--- START OF Provided material ---

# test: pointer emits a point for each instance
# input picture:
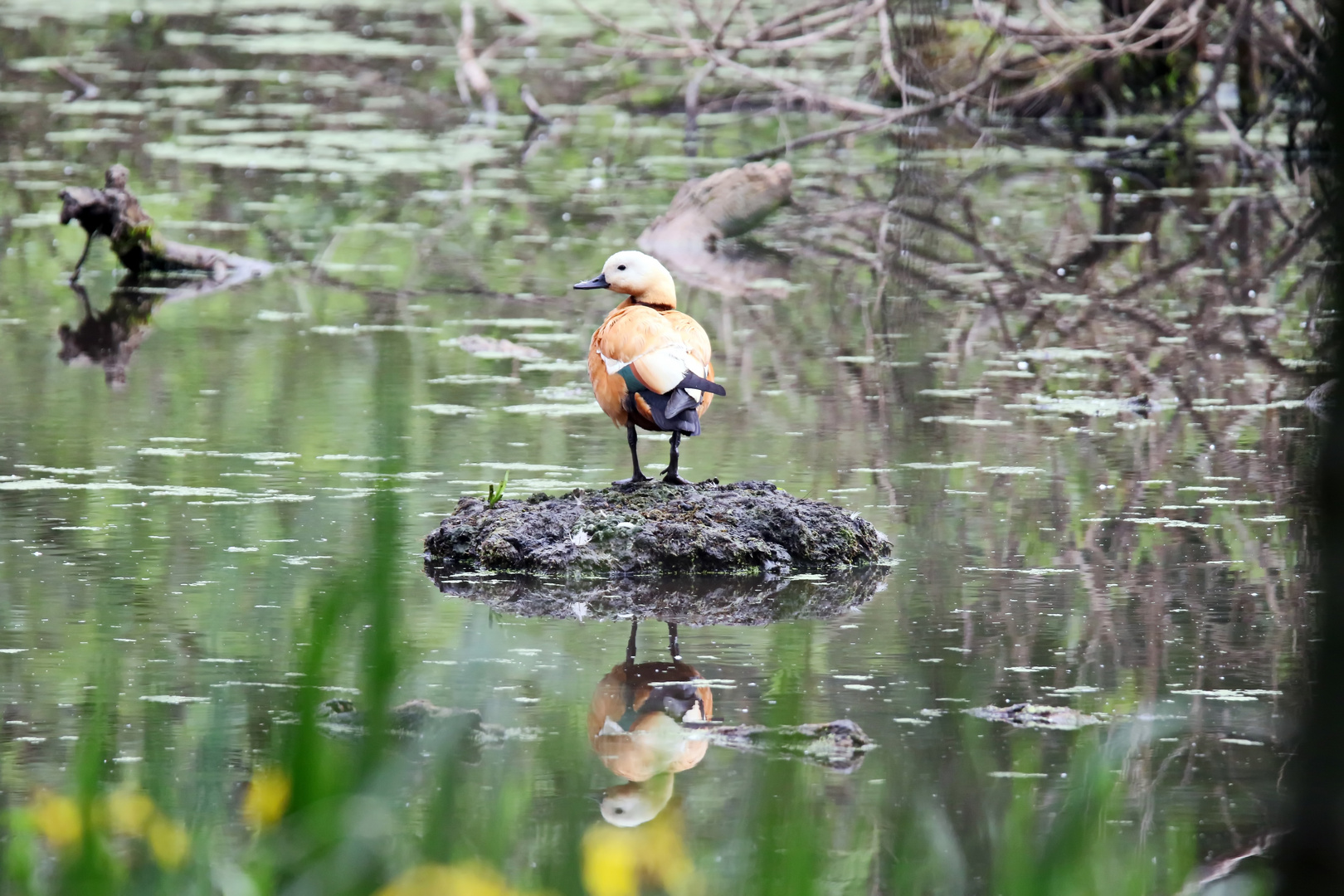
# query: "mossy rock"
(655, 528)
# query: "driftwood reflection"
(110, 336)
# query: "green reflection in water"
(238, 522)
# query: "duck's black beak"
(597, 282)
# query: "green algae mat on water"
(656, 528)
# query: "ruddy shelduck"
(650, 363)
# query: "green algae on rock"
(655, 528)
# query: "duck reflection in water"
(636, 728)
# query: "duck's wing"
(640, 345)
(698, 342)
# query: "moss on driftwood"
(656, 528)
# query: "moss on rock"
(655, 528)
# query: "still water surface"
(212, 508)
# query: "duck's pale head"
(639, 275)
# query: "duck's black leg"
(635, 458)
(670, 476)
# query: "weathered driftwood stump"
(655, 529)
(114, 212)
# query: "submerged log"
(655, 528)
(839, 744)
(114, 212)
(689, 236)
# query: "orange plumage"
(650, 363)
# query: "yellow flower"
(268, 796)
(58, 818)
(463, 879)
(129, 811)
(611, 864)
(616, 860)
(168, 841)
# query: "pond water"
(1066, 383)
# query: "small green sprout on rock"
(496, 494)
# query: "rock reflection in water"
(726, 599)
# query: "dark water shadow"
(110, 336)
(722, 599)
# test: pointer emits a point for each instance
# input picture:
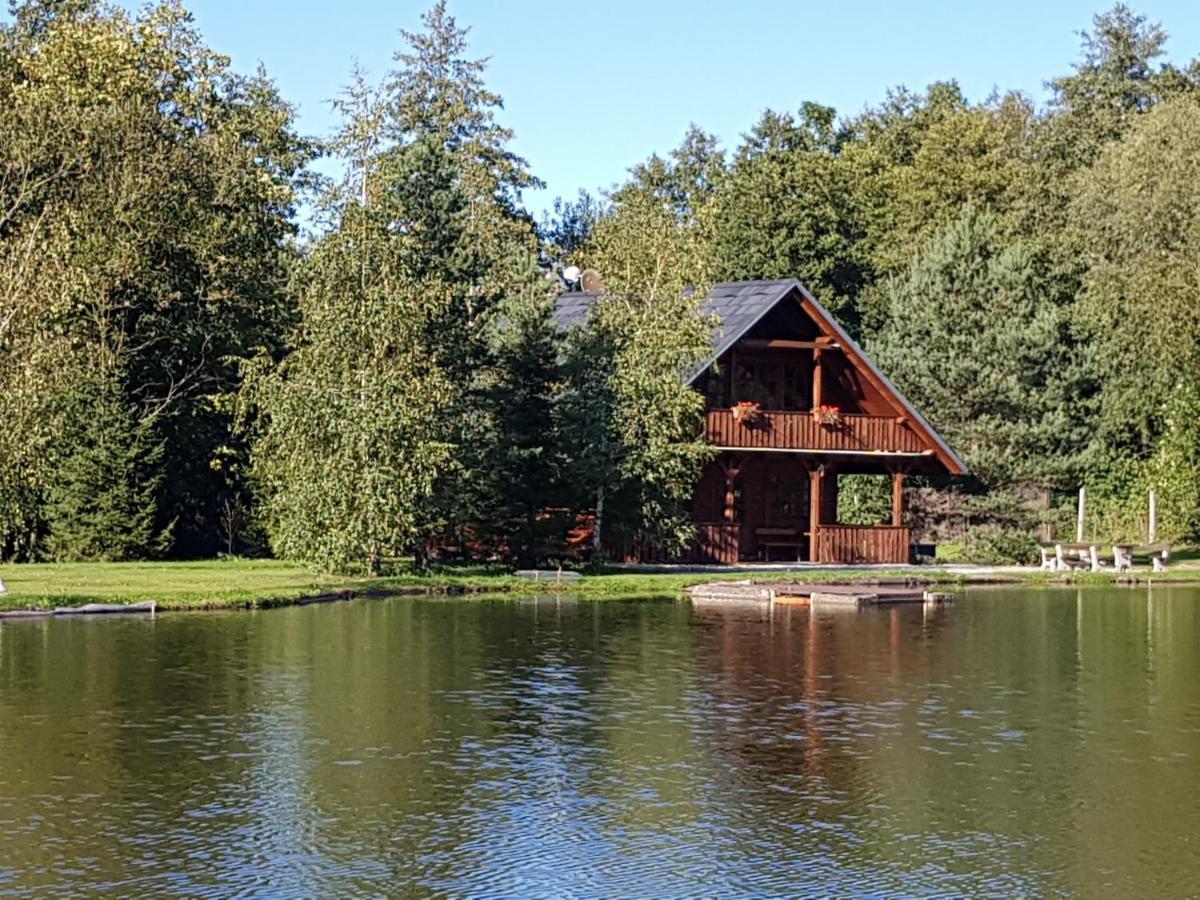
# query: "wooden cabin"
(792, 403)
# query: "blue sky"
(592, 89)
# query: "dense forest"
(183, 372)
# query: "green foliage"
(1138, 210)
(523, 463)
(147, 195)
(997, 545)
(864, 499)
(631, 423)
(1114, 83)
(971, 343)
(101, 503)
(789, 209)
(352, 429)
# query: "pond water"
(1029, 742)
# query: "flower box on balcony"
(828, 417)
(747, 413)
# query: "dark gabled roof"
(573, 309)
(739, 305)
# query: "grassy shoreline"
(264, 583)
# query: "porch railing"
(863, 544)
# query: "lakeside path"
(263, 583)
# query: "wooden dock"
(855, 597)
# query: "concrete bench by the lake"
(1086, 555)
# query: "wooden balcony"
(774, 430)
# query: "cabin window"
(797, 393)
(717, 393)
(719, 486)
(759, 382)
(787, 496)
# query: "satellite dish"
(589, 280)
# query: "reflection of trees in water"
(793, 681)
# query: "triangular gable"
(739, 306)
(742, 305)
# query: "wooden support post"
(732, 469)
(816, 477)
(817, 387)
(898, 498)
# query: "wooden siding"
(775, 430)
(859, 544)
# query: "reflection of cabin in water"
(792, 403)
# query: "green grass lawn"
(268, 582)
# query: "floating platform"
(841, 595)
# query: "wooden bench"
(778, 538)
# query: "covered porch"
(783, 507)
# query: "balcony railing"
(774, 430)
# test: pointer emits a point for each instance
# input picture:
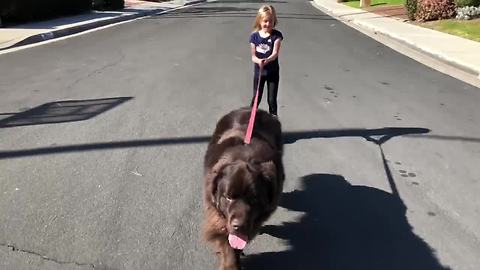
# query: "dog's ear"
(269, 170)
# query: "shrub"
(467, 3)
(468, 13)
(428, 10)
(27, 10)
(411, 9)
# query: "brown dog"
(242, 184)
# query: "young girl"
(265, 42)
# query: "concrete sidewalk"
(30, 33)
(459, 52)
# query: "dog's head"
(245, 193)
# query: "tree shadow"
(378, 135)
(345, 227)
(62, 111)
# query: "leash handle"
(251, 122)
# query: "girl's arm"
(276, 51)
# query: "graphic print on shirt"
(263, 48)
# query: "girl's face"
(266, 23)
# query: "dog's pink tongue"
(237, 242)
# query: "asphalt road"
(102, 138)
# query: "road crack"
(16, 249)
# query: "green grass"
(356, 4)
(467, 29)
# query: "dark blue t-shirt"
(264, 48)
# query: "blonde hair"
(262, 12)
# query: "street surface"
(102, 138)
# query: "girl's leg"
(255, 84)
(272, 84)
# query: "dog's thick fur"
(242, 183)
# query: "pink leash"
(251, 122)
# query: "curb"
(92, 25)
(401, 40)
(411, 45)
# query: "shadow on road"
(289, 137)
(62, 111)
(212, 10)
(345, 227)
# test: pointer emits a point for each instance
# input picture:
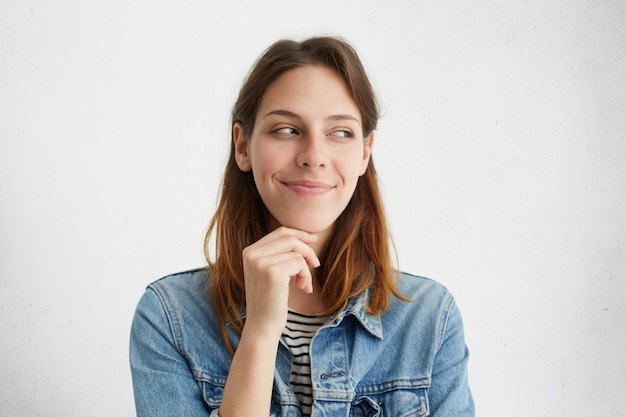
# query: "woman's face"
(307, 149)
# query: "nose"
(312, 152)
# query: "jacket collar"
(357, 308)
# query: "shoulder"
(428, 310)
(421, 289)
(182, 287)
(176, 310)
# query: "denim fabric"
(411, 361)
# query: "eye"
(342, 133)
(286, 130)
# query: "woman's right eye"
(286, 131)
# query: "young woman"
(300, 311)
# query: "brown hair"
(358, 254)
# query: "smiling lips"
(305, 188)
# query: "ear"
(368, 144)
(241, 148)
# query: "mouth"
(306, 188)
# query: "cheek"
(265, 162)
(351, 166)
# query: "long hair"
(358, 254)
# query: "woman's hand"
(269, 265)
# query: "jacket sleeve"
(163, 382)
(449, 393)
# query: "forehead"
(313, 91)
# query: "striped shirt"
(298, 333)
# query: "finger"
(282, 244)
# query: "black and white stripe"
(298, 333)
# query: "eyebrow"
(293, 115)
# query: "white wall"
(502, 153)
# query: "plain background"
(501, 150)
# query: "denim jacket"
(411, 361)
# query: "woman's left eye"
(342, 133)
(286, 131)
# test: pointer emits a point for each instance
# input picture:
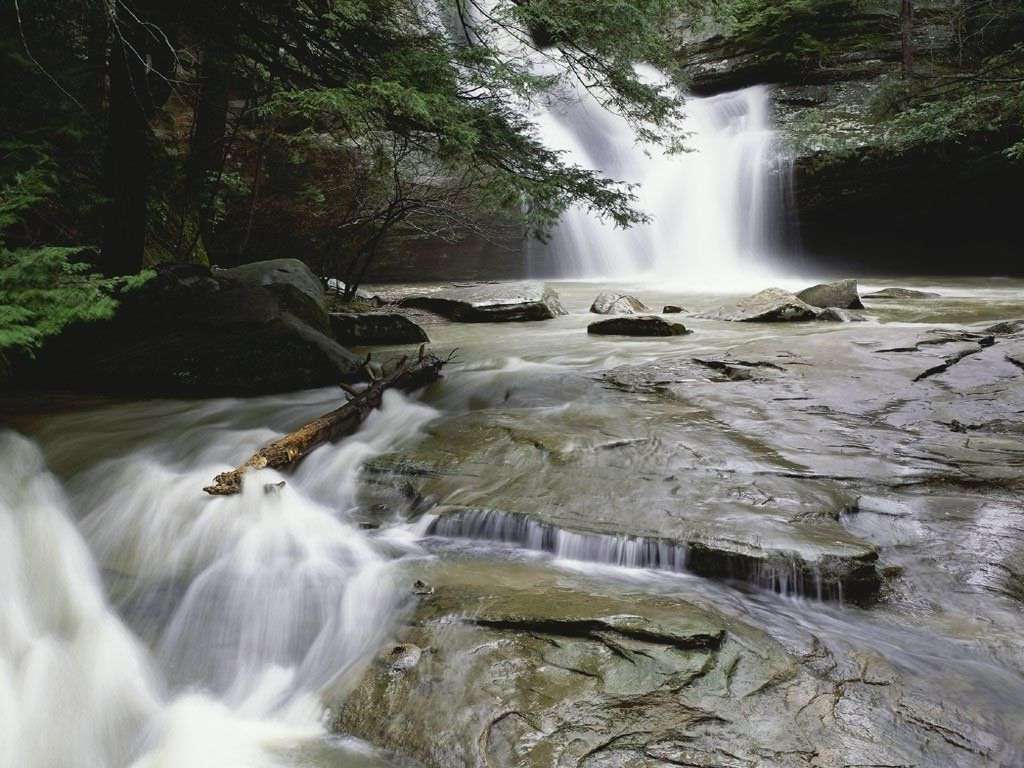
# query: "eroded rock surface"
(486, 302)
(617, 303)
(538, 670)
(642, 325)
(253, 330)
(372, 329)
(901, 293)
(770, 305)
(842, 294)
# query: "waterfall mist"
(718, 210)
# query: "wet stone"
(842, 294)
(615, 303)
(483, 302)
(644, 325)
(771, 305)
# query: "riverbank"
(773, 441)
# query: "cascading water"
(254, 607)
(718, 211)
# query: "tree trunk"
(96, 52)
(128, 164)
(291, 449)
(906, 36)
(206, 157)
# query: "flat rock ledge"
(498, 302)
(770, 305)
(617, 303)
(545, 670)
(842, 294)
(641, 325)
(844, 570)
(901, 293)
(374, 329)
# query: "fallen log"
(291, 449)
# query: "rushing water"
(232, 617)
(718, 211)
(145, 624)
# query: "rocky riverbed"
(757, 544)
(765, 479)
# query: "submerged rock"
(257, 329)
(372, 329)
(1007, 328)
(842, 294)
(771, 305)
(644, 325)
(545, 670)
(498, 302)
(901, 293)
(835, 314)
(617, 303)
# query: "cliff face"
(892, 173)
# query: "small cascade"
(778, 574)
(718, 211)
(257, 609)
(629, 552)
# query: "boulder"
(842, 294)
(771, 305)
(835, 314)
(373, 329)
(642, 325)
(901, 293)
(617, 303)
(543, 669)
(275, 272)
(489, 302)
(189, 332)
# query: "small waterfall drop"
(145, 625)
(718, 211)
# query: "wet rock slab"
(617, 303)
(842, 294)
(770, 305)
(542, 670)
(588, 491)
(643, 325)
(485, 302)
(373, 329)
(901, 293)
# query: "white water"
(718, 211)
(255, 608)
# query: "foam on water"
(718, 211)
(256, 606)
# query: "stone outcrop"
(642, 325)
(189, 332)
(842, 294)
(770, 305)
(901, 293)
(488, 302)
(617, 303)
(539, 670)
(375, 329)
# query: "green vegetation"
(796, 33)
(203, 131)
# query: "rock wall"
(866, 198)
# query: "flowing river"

--- END OF Provided material ---

> Set problem: Quote every line of the records above exactly; no picture is to be copied.

> Answer for the task:
# test: pointer emits a point for each instance
# input picture:
# query: "mossy rock"
(655, 528)
# query: "driftwood reflection"
(110, 336)
# query: "green reflection in water"
(238, 522)
# query: "duck's black beak"
(597, 282)
# query: "green algae mat on water"
(656, 528)
# query: "ruddy shelduck"
(650, 363)
# query: "green algae on rock"
(655, 528)
# query: "duck reflection in water"
(636, 728)
# query: "duck's wing"
(640, 345)
(698, 342)
# query: "moss on driftwood"
(656, 528)
# query: "moss on rock"
(655, 528)
# query: "still water surface"
(212, 508)
# query: "duck's pale head"
(639, 275)
# query: "duck's black leg"
(635, 458)
(670, 476)
# query: "weathered driftwood stump"
(655, 529)
(114, 212)
# query: "submerged log"
(655, 528)
(839, 744)
(114, 212)
(689, 236)
# query: "orange plumage"
(650, 363)
# query: "yellow flower"
(268, 796)
(58, 818)
(463, 879)
(129, 811)
(611, 864)
(616, 860)
(168, 841)
# query: "pond water"
(1066, 383)
# query: "small green sprout on rock"
(496, 494)
# query: "rock reflection in water"
(726, 599)
# query: "dark water shadow"
(110, 336)
(722, 599)
# test: pointer emits a point for each instance
# input picture:
# query: "wooden cabin"
(792, 403)
# query: "blue sky"
(592, 89)
# query: "dense forest"
(183, 372)
# query: "green foliage"
(1138, 210)
(523, 463)
(147, 195)
(997, 545)
(864, 499)
(631, 423)
(1114, 83)
(971, 343)
(101, 503)
(789, 209)
(352, 429)
# query: "pond water"
(1029, 742)
# query: "flower box on balcony"
(828, 417)
(747, 413)
# query: "dark gabled roof"
(573, 309)
(739, 305)
# query: "grassy shoreline"
(264, 583)
# query: "porch railing"
(863, 544)
# query: "lakeside path"
(263, 583)
# query: "wooden dock"
(855, 597)
# query: "concrete bench by the lake"
(1086, 555)
# query: "wooden balcony"
(774, 430)
# query: "cabin window"
(797, 393)
(717, 393)
(719, 486)
(759, 382)
(787, 496)
# query: "satellite dish"
(589, 280)
# query: "reflection of trees in water"
(793, 681)
# query: "triangular gable"
(739, 306)
(742, 305)
# query: "wooden support post"
(732, 469)
(816, 477)
(817, 387)
(898, 498)
# query: "wooden siding"
(775, 430)
(859, 544)
# query: "reflection of cabin in water"
(792, 403)
# query: "green grass lawn"
(268, 582)
# query: "floating platform"
(841, 595)
# query: "wooden bench"
(778, 538)
# query: "covered porch"
(783, 507)
# query: "balcony railing"
(774, 430)
# test: pointer emits a point for each instance
# input picture:
# query: "dog's ear"
(269, 170)
# query: "shrub"
(467, 3)
(468, 13)
(428, 10)
(27, 10)
(411, 9)
# query: "brown dog"
(242, 184)
# query: "young girl"
(265, 42)
# query: "concrete sidewalk"
(30, 33)
(459, 52)
# query: "dog's head"
(245, 193)
# query: "tree shadow"
(378, 135)
(345, 227)
(62, 111)
# query: "leash handle"
(251, 122)
# query: "girl's arm"
(276, 51)
# query: "graphic print on shirt"
(263, 48)
# query: "girl's face"
(266, 23)
# query: "dog's pink tongue"
(237, 242)
# query: "asphalt road"
(102, 138)
# query: "road crack"
(16, 249)
# query: "green grass"
(356, 4)
(467, 29)
# query: "dark blue t-shirt"
(264, 48)
# query: "blonde hair"
(262, 12)
# query: "street surface"
(102, 138)
# query: "girl's leg"
(255, 84)
(272, 84)
# query: "dog's thick fur"
(242, 183)
# query: "pink leash"
(251, 122)
# query: "curb"
(92, 25)
(401, 40)
(411, 45)
# query: "shadow on road"
(289, 137)
(62, 111)
(212, 10)
(345, 227)
# test: pointer emits a point for each instance
# input picture:
# query: "woman's face"
(307, 149)
# query: "nose"
(312, 152)
# query: "jacket collar"
(357, 308)
# query: "shoulder"
(428, 310)
(421, 289)
(182, 287)
(176, 310)
# query: "denim fabric"
(411, 361)
# query: "eye"
(342, 133)
(286, 130)
# query: "woman's right eye"
(286, 131)
# query: "young woman"
(300, 311)
# query: "brown hair"
(358, 254)
# query: "smiling lips"
(305, 188)
# query: "ear"
(368, 144)
(241, 148)
# query: "mouth"
(306, 188)
# query: "cheek"
(265, 162)
(351, 166)
# query: "long hair"
(358, 254)
# query: "woman's hand"
(269, 265)
# query: "jacket sleeve"
(163, 382)
(449, 393)
# query: "forehead"
(313, 91)
# query: "striped shirt"
(298, 333)
# query: "finger"
(282, 244)
# query: "black and white stripe"
(298, 333)
# query: "eyebrow"
(293, 115)
# query: "white wall"
(502, 153)
# query: "plain background"
(501, 150)
# query: "denim jacket"
(411, 361)
# query: "woman's left eye"
(342, 133)
(286, 131)
# test: pointer emits a point for each instance
# input picture:
# query: "eroded rock surface"
(486, 302)
(617, 303)
(538, 670)
(642, 325)
(253, 330)
(372, 329)
(901, 293)
(770, 305)
(842, 294)
# query: "waterfall mist"
(718, 210)
# query: "wet stone"
(842, 294)
(615, 303)
(483, 302)
(644, 325)
(771, 305)
# query: "riverbank"
(773, 441)
# query: "cascading water"
(254, 607)
(718, 211)
# query: "tree trunk"
(96, 52)
(128, 164)
(291, 449)
(906, 36)
(206, 157)
# query: "flat rock ledge"
(498, 302)
(770, 305)
(617, 303)
(545, 670)
(842, 294)
(641, 325)
(844, 570)
(901, 293)
(374, 329)
# query: "fallen log"
(291, 449)
# query: "rushing water"
(232, 617)
(718, 211)
(145, 624)
# query: "rocky riverbed"
(757, 544)
(765, 479)
# query: "submerged rock"
(257, 329)
(372, 329)
(1007, 328)
(842, 294)
(771, 305)
(644, 325)
(545, 670)
(498, 302)
(901, 293)
(835, 314)
(617, 303)
# query: "cliff face"
(892, 173)
# query: "small cascade"
(778, 574)
(718, 211)
(257, 609)
(629, 552)
# query: "boulder"
(842, 294)
(771, 305)
(835, 314)
(373, 329)
(642, 325)
(901, 293)
(617, 303)
(543, 669)
(275, 272)
(489, 302)
(189, 332)
# query: "small waterfall drop"
(145, 625)
(718, 211)
# query: "wet rock slab"
(617, 303)
(842, 294)
(770, 305)
(542, 670)
(588, 491)
(643, 325)
(485, 302)
(373, 329)
(901, 293)
# query: "white water"
(718, 211)
(255, 608)
# query: "foam on water"
(718, 211)
(256, 606)
# query: "stone outcrop"
(642, 325)
(189, 332)
(842, 294)
(770, 305)
(901, 293)
(488, 302)
(617, 303)
(539, 670)
(375, 329)
# query: "green vegetation"
(796, 33)
(203, 131)
# query: "rock wall"
(866, 198)
# query: "flowing river"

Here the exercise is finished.